— Start of INPUT DATA —

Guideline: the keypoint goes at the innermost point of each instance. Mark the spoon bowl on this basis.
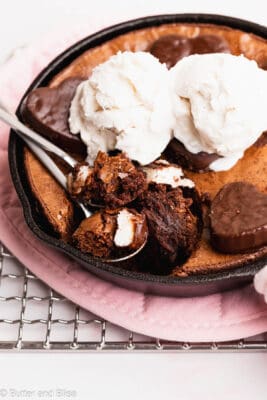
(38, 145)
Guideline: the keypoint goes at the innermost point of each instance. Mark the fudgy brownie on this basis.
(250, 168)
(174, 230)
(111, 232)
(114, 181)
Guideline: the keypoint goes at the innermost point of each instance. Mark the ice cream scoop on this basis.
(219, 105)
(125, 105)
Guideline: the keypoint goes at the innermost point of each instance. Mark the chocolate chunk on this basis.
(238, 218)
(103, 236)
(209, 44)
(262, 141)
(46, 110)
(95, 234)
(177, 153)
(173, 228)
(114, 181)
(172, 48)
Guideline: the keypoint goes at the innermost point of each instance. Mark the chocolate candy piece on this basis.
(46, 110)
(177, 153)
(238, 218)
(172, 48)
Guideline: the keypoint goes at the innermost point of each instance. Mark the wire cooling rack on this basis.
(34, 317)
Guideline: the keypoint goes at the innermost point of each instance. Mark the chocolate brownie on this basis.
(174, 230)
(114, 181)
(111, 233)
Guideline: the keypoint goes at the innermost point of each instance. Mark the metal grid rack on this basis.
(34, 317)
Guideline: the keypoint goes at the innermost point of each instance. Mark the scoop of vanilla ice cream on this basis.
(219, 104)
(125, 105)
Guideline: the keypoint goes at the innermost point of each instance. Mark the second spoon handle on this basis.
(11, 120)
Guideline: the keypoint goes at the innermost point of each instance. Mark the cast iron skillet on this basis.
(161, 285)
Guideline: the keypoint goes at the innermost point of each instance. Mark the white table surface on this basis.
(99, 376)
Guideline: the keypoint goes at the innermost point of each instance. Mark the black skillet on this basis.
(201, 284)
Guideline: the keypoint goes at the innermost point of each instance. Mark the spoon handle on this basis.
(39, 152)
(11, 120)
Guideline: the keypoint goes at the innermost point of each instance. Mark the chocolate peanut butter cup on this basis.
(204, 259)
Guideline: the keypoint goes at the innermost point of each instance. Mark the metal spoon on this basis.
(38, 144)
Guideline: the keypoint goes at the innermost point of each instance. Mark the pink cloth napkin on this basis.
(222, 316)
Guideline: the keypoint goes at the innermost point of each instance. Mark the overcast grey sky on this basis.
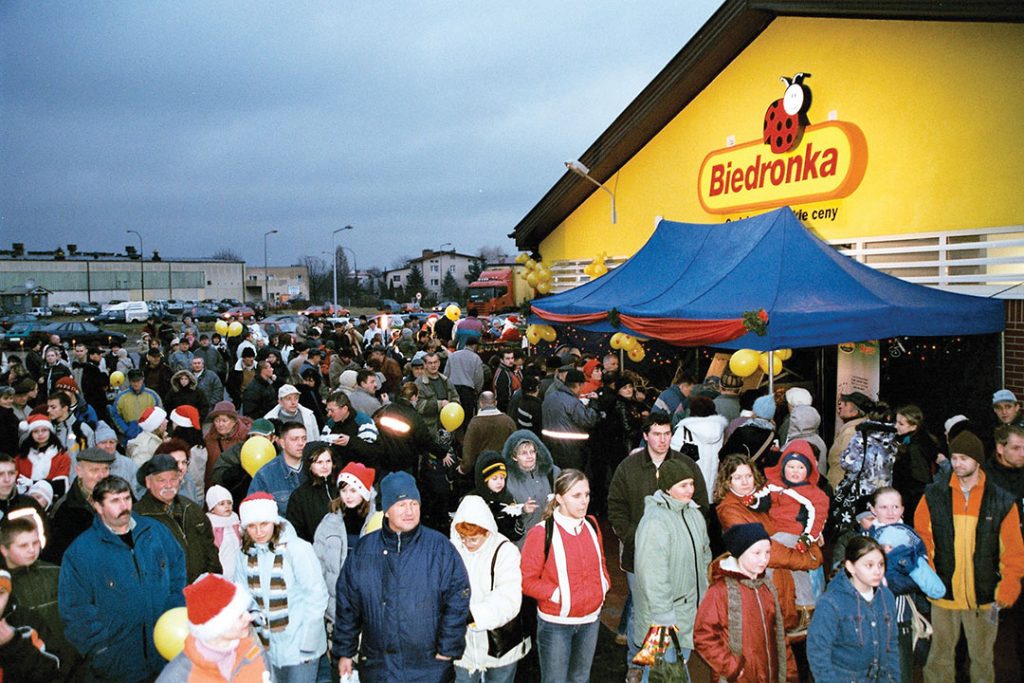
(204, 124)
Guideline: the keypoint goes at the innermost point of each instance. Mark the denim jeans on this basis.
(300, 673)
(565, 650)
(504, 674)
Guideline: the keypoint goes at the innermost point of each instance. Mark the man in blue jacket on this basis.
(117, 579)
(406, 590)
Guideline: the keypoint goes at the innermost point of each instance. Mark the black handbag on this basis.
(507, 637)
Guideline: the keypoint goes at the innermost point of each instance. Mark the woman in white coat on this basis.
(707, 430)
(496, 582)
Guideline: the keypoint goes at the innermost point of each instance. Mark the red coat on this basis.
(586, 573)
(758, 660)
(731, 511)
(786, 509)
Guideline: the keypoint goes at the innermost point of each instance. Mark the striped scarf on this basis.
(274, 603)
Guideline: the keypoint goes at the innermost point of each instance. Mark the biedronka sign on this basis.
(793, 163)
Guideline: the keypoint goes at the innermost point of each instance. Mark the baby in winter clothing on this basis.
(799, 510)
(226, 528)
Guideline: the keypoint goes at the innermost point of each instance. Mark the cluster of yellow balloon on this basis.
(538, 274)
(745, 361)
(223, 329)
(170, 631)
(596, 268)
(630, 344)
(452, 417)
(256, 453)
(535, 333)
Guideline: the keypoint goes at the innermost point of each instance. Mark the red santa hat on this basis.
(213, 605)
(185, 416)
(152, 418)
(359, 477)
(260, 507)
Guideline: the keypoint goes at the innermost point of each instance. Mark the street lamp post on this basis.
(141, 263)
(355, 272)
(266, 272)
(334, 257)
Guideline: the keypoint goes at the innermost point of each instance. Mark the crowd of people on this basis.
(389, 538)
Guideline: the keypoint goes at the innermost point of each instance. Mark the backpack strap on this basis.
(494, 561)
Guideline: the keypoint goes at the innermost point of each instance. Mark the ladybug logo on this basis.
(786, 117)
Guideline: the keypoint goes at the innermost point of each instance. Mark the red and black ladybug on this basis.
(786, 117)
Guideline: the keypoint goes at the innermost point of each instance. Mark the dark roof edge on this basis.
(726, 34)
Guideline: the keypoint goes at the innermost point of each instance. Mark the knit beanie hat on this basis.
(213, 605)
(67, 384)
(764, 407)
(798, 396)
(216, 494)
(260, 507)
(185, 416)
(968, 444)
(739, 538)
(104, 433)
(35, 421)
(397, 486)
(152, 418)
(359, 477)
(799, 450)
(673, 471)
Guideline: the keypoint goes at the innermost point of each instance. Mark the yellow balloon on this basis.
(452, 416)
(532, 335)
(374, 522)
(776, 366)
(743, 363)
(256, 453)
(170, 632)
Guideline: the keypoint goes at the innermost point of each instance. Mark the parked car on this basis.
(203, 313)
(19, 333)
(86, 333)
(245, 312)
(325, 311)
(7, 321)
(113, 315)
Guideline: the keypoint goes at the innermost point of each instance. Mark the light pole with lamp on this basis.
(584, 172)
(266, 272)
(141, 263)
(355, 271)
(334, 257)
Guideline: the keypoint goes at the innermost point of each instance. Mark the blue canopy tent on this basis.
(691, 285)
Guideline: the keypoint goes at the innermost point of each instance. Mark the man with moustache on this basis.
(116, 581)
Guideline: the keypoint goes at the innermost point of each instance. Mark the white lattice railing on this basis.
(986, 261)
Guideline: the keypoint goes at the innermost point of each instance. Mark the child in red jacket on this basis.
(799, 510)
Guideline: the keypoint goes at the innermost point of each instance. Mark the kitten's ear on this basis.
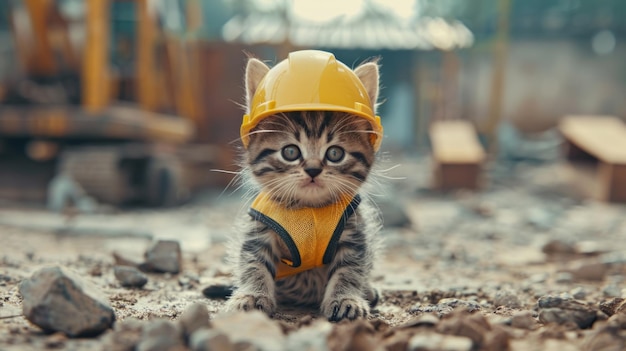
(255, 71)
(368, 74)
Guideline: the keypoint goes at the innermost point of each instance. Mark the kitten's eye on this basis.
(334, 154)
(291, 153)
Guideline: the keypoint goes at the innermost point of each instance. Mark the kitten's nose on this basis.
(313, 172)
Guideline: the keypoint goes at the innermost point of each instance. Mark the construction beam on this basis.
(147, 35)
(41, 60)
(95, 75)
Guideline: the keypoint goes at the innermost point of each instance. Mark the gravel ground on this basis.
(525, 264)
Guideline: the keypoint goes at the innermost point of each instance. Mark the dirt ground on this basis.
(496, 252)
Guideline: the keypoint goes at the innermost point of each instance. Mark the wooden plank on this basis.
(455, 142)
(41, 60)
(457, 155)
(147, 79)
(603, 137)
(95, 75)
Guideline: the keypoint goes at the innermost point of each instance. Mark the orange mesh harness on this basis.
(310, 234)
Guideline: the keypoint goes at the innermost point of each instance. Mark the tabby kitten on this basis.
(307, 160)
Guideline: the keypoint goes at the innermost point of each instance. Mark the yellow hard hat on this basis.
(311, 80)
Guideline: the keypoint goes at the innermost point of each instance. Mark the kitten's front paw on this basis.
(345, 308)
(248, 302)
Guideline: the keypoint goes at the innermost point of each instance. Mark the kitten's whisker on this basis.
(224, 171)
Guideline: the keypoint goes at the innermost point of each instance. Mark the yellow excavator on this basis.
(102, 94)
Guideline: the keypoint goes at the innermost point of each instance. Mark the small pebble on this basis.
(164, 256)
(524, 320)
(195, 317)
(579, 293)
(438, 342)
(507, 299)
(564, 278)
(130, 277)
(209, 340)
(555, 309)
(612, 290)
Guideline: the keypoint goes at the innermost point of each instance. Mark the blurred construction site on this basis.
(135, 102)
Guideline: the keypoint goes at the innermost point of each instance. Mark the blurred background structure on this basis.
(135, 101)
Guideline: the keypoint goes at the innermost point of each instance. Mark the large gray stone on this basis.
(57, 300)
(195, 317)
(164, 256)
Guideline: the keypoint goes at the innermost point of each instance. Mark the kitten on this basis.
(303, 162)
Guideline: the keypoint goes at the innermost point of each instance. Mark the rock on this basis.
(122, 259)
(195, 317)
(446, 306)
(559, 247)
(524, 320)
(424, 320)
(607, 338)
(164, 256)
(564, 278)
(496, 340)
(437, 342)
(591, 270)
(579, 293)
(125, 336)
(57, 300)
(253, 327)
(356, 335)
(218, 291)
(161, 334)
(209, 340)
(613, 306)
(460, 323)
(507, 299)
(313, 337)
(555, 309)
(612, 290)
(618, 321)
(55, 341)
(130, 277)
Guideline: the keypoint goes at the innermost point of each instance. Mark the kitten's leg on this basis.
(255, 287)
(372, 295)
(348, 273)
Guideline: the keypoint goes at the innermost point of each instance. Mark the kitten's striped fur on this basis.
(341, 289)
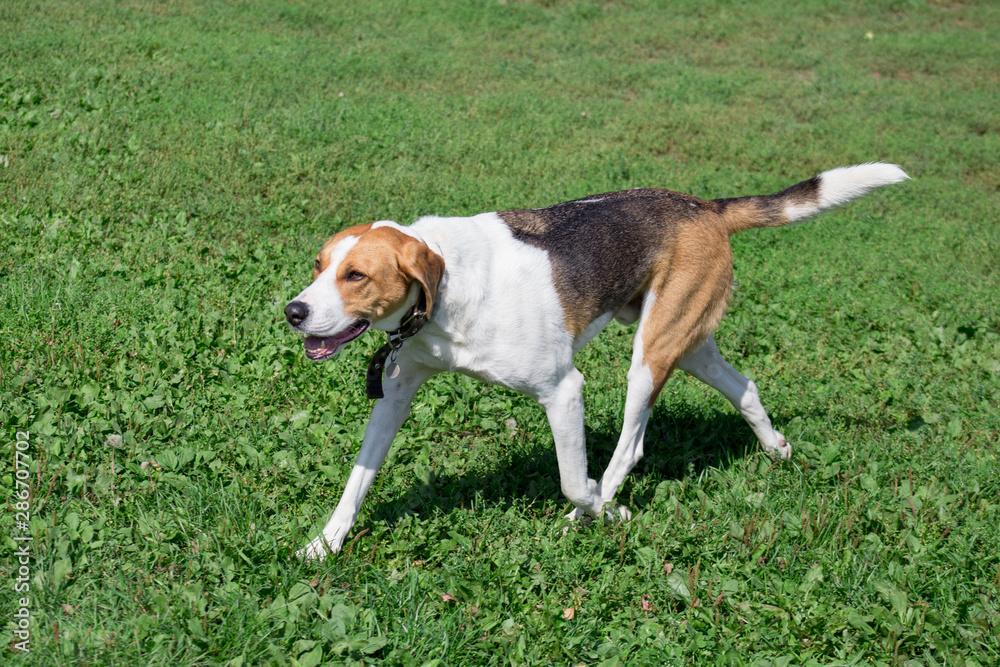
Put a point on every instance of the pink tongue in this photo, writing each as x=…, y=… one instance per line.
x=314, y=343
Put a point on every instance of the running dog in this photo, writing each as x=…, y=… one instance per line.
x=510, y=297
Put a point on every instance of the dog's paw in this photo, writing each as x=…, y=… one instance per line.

— End of INPUT DATA —

== WHAT YOU NEED TO DO ==
Write the lines from the line containing "leg on this basis." through the last line of the data out again exactly, and only those lines; pictures stay out.

== SOLUTION TO THIS EXERCISE ==
Guideline: the keypoint goes at the innermost point of each instance. Mark the kitten's leg on this basis.
(255, 287)
(372, 295)
(348, 273)
Guideline: the keypoint goes at the innermost point of each instance. Mark the kitten's striped fur on this basis.
(341, 289)
Put a point on every instance of the pink tongue in this photo, writing each as x=…, y=… one instance per line.
x=314, y=343
Put a point on every instance of the running dog in this photo, writing each as x=…, y=… one instance per line.
x=510, y=297
Put a point on every instance of the dog's paw in this photo, writing each as x=…, y=… one instance per line.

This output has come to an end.